DIRECTION: Please arrange every line of the records below as a JSON list of strings, one string per line, with blank lines and the pictures left out.

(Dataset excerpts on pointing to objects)

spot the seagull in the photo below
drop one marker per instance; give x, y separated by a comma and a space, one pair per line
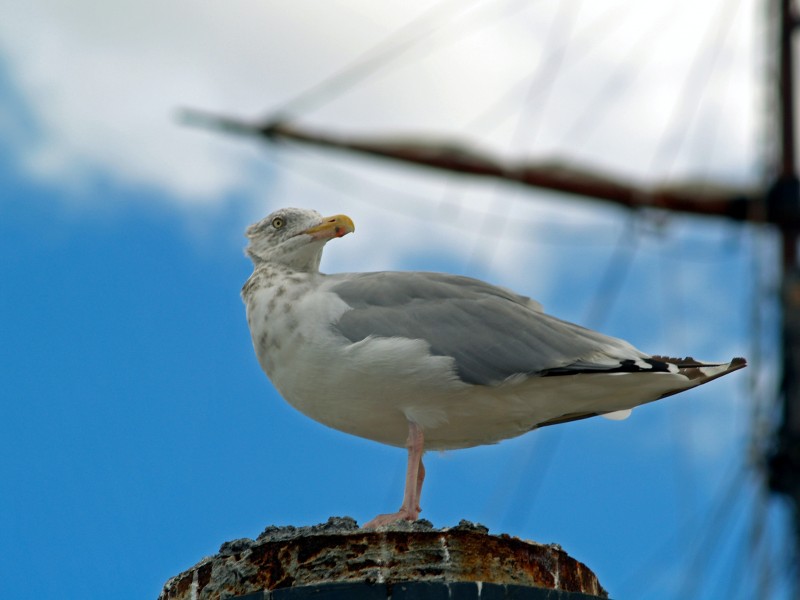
431, 361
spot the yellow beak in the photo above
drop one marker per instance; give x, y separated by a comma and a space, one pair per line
331, 227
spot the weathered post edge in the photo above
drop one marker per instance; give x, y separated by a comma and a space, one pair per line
337, 560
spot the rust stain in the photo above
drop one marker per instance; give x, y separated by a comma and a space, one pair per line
393, 556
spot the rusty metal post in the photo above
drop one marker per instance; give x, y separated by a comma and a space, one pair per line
406, 560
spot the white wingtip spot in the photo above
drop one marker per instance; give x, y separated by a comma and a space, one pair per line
618, 415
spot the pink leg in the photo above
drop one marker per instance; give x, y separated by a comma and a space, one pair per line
415, 475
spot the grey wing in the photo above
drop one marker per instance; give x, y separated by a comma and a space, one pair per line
491, 332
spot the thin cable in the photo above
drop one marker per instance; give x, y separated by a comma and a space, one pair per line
587, 122
613, 278
706, 539
641, 578
694, 86
544, 79
501, 110
373, 59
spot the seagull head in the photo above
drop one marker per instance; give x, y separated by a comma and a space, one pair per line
294, 237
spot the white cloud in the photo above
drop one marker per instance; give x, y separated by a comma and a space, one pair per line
102, 81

EXPECTED ANSWER:
[
  "spot the seagull in the photo below",
  "drop one marker per instance; give x, y separated by a comma and a space, one pair per line",
  "431, 361",
  "spot the yellow beak in the photo above",
  "drop one marker per instance; give x, y separated by a comma and a space, one pair per line",
  "331, 227",
  "spot the weathered post edge in the photo above",
  "drop one marker per instance; give x, y separated by a comma and a space, one pair per line",
  "337, 560",
  "spot the rust stain in the photo above",
  "drop one marker per instance; give x, y separated by a comma and a space, one pair per line",
  "393, 556",
  "spot the rusty metal post in the photo above",
  "drop one marker per instance; give x, y separated by a comma and a space, one pair per line",
  "406, 560",
  "spot the white wingtip spot in the photo above",
  "drop one marker per instance; give x, y separated by a comma and a space, one pair per line",
  "618, 415",
  "spot the pink leg in the photo above",
  "drop one marker per instance; give x, y separated by a comma and a space, one pair per line",
  "415, 475",
  "spot the grey wing in the photo above",
  "drop one marker per instance; give x, y separated by a comma and a space, one pair per line",
  "491, 332",
  "spot the thin cable in the photo above",
  "drop one marker per instance; give x, y separated by a comma and a space, one pair per line",
  "587, 122",
  "613, 278",
  "706, 539",
  "641, 578",
  "694, 86",
  "544, 79",
  "501, 110",
  "373, 59",
  "spot the seagull head in the photo above",
  "drop one marker per instance; give x, y separated by a comma and a space, one pair per line",
  "294, 237",
  "spot the white cloud in the photo above",
  "drop one marker per instance; give x, y separated by a comma and a space, one pair per line",
  "102, 81"
]